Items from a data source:
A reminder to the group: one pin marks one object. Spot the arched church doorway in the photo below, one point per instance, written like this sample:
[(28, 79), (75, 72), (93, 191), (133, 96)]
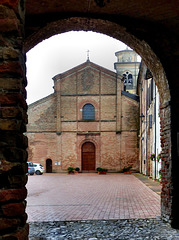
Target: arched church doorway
[(49, 165), (88, 156)]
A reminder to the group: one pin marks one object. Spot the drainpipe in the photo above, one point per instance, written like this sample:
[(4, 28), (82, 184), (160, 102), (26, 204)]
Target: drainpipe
[(146, 120), (155, 105), (141, 138)]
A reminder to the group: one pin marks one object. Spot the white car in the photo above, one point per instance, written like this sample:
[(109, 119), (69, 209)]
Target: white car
[(39, 169)]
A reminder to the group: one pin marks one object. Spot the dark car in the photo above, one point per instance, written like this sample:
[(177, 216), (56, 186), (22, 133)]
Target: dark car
[(31, 169)]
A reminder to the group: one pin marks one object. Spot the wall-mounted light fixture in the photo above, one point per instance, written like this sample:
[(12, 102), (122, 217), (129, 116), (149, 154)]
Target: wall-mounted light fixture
[(101, 3)]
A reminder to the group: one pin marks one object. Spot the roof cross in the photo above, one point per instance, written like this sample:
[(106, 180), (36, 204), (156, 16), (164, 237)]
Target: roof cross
[(88, 51)]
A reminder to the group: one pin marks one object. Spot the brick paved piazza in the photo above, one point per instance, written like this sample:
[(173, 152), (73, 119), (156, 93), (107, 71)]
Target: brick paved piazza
[(62, 197)]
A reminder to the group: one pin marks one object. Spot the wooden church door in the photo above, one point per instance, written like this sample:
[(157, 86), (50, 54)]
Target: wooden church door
[(88, 157)]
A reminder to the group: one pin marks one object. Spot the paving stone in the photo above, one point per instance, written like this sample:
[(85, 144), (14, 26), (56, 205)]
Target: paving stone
[(154, 229)]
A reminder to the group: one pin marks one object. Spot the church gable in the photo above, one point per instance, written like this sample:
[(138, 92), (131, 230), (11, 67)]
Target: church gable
[(86, 79)]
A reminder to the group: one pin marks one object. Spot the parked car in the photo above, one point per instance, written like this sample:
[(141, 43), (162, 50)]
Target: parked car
[(31, 169), (39, 169)]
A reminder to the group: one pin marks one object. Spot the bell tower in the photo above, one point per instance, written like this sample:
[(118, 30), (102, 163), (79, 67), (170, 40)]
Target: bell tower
[(127, 65)]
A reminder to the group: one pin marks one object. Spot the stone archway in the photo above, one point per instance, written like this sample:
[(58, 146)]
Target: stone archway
[(88, 157), (153, 40)]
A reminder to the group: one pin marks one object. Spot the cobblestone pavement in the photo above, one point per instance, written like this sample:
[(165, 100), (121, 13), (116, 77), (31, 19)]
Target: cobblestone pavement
[(139, 229), (62, 197)]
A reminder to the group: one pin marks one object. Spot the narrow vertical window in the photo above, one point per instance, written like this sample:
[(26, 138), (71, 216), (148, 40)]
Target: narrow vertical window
[(88, 112)]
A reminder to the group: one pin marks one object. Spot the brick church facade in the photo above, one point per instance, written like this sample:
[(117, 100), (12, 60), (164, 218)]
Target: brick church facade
[(88, 122)]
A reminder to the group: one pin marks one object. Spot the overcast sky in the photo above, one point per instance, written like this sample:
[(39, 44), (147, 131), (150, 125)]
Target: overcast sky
[(63, 52)]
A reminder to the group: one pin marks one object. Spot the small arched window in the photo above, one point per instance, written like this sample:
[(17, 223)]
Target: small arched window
[(88, 112), (128, 78)]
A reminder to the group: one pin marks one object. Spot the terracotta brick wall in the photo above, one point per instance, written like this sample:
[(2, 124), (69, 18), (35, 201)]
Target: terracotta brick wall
[(63, 110)]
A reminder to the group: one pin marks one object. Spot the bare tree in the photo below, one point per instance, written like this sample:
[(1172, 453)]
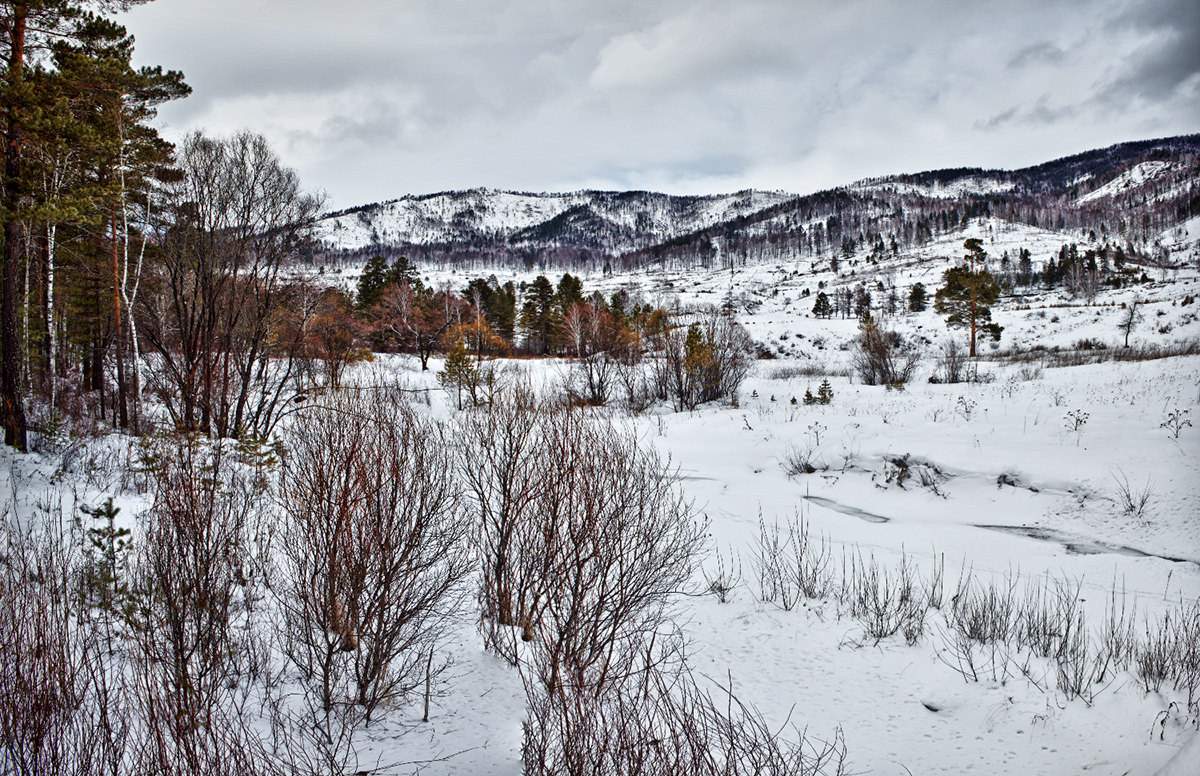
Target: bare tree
[(195, 581), (1131, 318), (882, 358), (231, 221)]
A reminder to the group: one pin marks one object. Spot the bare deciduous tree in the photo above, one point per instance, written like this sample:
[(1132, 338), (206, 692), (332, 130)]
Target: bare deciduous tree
[(232, 218)]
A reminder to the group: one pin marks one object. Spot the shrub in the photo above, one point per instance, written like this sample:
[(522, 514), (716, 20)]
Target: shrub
[(882, 358)]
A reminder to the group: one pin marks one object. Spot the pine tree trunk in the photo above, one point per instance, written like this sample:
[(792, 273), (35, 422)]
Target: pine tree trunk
[(120, 410), (52, 340), (12, 411)]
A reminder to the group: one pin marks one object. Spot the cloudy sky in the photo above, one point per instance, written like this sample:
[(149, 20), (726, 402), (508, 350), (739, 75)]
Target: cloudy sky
[(375, 98)]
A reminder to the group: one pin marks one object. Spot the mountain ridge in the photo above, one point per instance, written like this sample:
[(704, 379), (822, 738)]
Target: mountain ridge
[(592, 228)]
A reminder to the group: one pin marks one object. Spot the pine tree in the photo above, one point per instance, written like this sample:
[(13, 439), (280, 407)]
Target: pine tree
[(460, 372), (917, 298), (108, 548), (821, 307), (372, 282), (967, 294)]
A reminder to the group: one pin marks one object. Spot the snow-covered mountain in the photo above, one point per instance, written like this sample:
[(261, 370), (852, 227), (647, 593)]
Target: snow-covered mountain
[(1140, 194), (613, 221)]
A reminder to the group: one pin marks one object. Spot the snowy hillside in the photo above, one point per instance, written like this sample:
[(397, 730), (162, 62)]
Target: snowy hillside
[(1133, 178), (1131, 194), (497, 215)]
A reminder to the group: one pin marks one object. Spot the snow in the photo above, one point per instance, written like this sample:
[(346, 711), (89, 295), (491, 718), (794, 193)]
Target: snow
[(439, 217), (900, 708), (1132, 178), (964, 186)]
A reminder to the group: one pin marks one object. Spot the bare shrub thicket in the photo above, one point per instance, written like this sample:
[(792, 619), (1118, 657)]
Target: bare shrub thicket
[(502, 459), (953, 364), (45, 660), (657, 722), (375, 545), (882, 358), (995, 629), (583, 536), (1132, 499), (791, 564), (196, 576)]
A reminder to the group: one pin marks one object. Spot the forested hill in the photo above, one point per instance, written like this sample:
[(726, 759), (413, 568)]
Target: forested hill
[(1132, 193)]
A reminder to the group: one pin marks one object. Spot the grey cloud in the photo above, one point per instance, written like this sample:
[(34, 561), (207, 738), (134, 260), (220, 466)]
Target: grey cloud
[(375, 98), (1043, 53)]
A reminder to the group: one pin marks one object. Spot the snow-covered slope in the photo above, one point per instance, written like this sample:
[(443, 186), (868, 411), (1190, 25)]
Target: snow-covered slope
[(1133, 178), (637, 217)]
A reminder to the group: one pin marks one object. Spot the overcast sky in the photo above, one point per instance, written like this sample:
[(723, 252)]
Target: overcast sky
[(371, 100)]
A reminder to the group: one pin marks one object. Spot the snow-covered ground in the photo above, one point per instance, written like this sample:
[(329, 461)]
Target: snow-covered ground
[(1026, 492)]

◆ **GOAL**: Rewrite the listing from the line with "Spot the roof" up to and including the line with "[(127, 65)]", changing "one point per instance" to "a single point per instance" and leaving everything else untouched. Give back only those lines.

◆ **ANSWER BELOW**:
A reminder to the group: one pin marks one object. Spot the roof cross in the photo above, a single point per instance, written like this sample:
[(106, 180), (36, 204), (156, 16), (164, 237)]
Target: roof cross
[(88, 51)]
A reminder to the group: one pin marks one object. Spot the brick paved piazza in the photo above, a single point per instance, written like this sample:
[(173, 152), (73, 119), (156, 93), (107, 71)]
Target: brick paved piazza
[(62, 197)]
A reminder to the group: one pin marks one object. Spot the wooden church door in the photo above, a single point per instance, written like this sample:
[(157, 86), (50, 54)]
Target: wooden church door
[(88, 157)]
A reminder to the group: one pin marks one object. Spot the paving stone in the photo above, a single point per instance, written like this sample:
[(85, 144), (14, 26), (56, 205)]
Target: paving stone
[(154, 229)]
A reminder to the group: one pin marks one object. Spot the church gable in the photo above, a single point per instance, written like this sample:
[(138, 92), (131, 230), (11, 67)]
Target: church gable
[(86, 79)]
A reminder to the group: one pin marks one object. Spot the parked car in the photo above, a single point per instance, written like this sample:
[(141, 43), (162, 50)]
Target: parked car
[(31, 169), (39, 169)]
A reminder to the group: one pin marks one object. Spot the bell tower in the photo above, a single point per instance, written like this sample:
[(118, 30), (102, 163), (79, 67), (170, 40)]
Target: bell tower
[(127, 65)]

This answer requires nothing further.